__WORK ORDER__. Repeat each entry word for word.

__Point localization data__.
────────────────────

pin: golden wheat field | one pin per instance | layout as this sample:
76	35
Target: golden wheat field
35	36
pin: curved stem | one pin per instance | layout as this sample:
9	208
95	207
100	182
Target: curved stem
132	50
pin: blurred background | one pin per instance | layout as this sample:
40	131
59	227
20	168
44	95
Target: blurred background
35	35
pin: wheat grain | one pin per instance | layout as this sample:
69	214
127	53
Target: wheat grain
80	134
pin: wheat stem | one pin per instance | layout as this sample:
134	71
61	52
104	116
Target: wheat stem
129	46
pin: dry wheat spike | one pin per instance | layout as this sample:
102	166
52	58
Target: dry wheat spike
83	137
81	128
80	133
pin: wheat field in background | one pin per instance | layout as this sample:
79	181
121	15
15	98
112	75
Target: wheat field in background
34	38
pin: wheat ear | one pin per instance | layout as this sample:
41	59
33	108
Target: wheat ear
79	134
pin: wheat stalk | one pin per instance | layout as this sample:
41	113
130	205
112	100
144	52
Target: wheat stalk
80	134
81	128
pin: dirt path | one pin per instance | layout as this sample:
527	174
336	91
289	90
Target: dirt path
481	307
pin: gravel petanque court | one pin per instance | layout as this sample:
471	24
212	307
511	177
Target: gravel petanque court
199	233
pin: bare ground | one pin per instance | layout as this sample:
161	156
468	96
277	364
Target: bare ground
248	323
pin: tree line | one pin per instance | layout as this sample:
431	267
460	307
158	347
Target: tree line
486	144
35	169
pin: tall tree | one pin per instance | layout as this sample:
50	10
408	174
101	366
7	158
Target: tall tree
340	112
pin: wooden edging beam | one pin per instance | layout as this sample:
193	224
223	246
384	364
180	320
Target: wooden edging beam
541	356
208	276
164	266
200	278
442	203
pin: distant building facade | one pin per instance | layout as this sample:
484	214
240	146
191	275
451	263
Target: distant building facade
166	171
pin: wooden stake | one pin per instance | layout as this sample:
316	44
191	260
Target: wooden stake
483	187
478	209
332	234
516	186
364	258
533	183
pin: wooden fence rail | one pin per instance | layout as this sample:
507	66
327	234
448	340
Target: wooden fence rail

────────────────────

__EXPECTED OUTPUT__.
pin: golden wheat field | one pin per instance | layout as this sample:
76	35
Target: golden wheat field
35	36
pin: curved stem | one pin per instance | layout as this sample:
9	208
95	207
100	182
Target: curved stem
132	50
pin: blurred background | one pin per instance | layout as this sample:
40	131
59	227
20	168
44	95
Target: blurred background
35	35
pin: wheat grain | one pin per instance | layout as this sample:
69	214
127	53
Target: wheat grain
80	134
pin: wheat stem | one pin per instance | layout as this sample:
134	71
61	52
104	116
Target: wheat stem
129	46
pin: dry wheat spike | one pin per instance | layout as this sample:
102	166
52	58
Target: dry wheat spike
83	137
81	128
80	133
pin: wheat field in background | one pin per instance | layout as this sample:
79	181
121	15
15	98
112	75
Target: wheat field in background
34	38
pin: wheat ear | one pin per instance | layout as this sample:
41	59
33	108
Target: wheat ear
79	134
pin: wheat stalk | one pin per instance | layout as this sample:
41	113
130	205
112	100
144	52
Target: wheat stalk
80	134
81	128
pin: dirt path | one pin per instance | layout as this sample:
527	174
336	91
289	90
Target: dirt path
481	307
pin: gravel petanque court | one pin per instance | layout as this sample:
471	24
212	307
511	177
Target: gravel petanque court
199	233
pin: bare ground | one pin per instance | layout as this sample:
161	156
468	96
277	364
Target: bare ground
248	323
pin: tree line | one pin per instance | layout as this sample:
431	267
460	307
158	347
Target: tree line
486	144
35	169
pin: tall tree | one pin per instance | layout as this sample:
50	10
408	174
101	366
7	158
Target: tall tree
340	112
pin: wooden edging beam | one pin per instance | layout as this sample:
193	224
223	246
384	364
180	320
Target: wooden edging beam
541	356
208	276
164	266
200	278
442	203
pin: distant building facade | one pin per instance | layout as this sample:
484	214
240	146
191	275
451	263
Target: distant building facade
166	171
pin: wooden stake | one pin per instance | layout as this sample:
316	44
191	260
Target: wooden stake
483	187
478	209
332	234
516	186
364	258
533	183
pin: wooden fence rail | one pin per instance | layout as this sample:
507	66
327	234
448	340
Target: wooden fence rail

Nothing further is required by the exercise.